The euro zone
That sinking feeling (again)
If Germany , France
and Italy cannot find a way
to refloat Europe ’s economy, the euro may yet
be doomed
Aug 30th 2014 | From the print edition / http://www.economist.com/news/leaders/21614137-if-germany-france-and-italy-cannot-find-way-refloat-europes-economy-euro-may-yet-be
JUST a few
months ago the euro zone’s leaders believed that, having weathered the storm,
they were set fair at last. Buoyed by the promise of Mario Draghi, the
president of the European Central Bank, to do “whatever it takes” to support
the currency, confidence had seeped back into the continent. Growth seemed to
be returning, albeit at a slow pace. Troubled peripheral countries were
recovering, after bail-outs and painful measures to cut budget deficits and
improve competitiveness. Unemployment, especially among the young, was still
desperately high, but at least in most countries it was falling. And bond
spreads had narrowed sharply, as financial markets stopped betting that the
euro would fall apart.
It was an
illusion. In recent weeks the countries of the euro zone have begun to take in
water once again. Their collective GDP stagnated in the second quarter: Italy fell back into outright recession, French
GDP was flat and even mighty Germany
saw an unexpectedly large fall in output (see article). The third quarter looks
pretty unhealthy, partly because the euro zone will suffer an extra drag from
Western sanctions on Russia .
Meanwhile, inflation has fallen perilously low, to around 0.4%, far below the
near-2% target of the European Central Bank, raising fears that the zone as a
whole could fall prey to entrenched deflation. German bond yields are hovering
below 1%, another harbinger of falling prices. The euro zone stands (or
wobbles) in stark contrast with America
and Britain ,
whose economies are enjoying sustained growth.
What started more than four years ago as a
banking and sovereign-debt crisis has decayed into a growth crisis that is now
enveloping the three biggest economies. Germany is teetering on the edge of
recession. France
is mired in stagnation. Italy ’s
GDP is barely above its level when the single currency came in 15 years ago.
Since these three countries account for two-thirds of euro-zone GDP, growth in
places like Spain and the Netherlands cannot make up for their torpor.
The underlying causes of Europe ’s
new ills are three very familiar and interrelated problems. First, there is a
shortage of political leaders with the courage and conviction to push through structural
reforms to improve competitiveness and, eventually, reignite growth: the big
countries have wasted the two years bought by Mr Draghi’s “whatever it takes”
commitment. Second, public opinion is not convinced of the urgent need for deep
and radical changes. And third, despite Mr Draghi’s efforts, the monetary and
fiscal framework is too tight, throttling growth—which makes structural reforms
harder.
Clouseaunomics
Different manifestations of these problems
can be seen across the euro zone. But the country that most dramatically
epitomises all three is France .

Dataset extract:
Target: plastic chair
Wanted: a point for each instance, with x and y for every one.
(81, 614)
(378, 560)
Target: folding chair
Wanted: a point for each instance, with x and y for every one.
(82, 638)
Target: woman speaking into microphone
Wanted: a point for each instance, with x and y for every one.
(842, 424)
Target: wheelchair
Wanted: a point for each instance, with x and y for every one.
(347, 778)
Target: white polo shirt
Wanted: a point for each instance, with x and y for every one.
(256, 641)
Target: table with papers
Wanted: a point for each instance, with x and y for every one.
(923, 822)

==

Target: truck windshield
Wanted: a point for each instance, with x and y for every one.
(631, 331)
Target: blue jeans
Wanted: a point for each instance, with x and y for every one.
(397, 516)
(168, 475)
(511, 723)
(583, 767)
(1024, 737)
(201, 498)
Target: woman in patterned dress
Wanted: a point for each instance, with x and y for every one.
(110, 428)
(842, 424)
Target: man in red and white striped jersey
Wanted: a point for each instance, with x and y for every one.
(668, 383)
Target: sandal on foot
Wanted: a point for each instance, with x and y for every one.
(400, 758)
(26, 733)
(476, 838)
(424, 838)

Required task A:
For the euro zone article, decide whether each statement agrees with the text. (i) Inflation in the euro zone had fallen to around 0.4%. (ii) French GDP fell in the second quarter. (iii) Germany, France and Italy together account for half of euro-zone GDP. Answer each with yes or no, followed by the deciding words of the text in exact quotation.
Required task B:
Return the passage of the euro zone article that begins at the words "Clouseaunomics" and stops after "is France .", copied word for word.

Right answer A:
(i) Yes: "inflation has fallen perilously low, to around 0.4%"
(ii) No: "French GDP was flat"
(iii) No: "these three countries account for two-thirds of euro-zone GDP"

Right answer B:
Clouseaunomics
Different manifestations of these problems
can be seen across the euro zone. But the country that most dramatically
epitomises all three is France .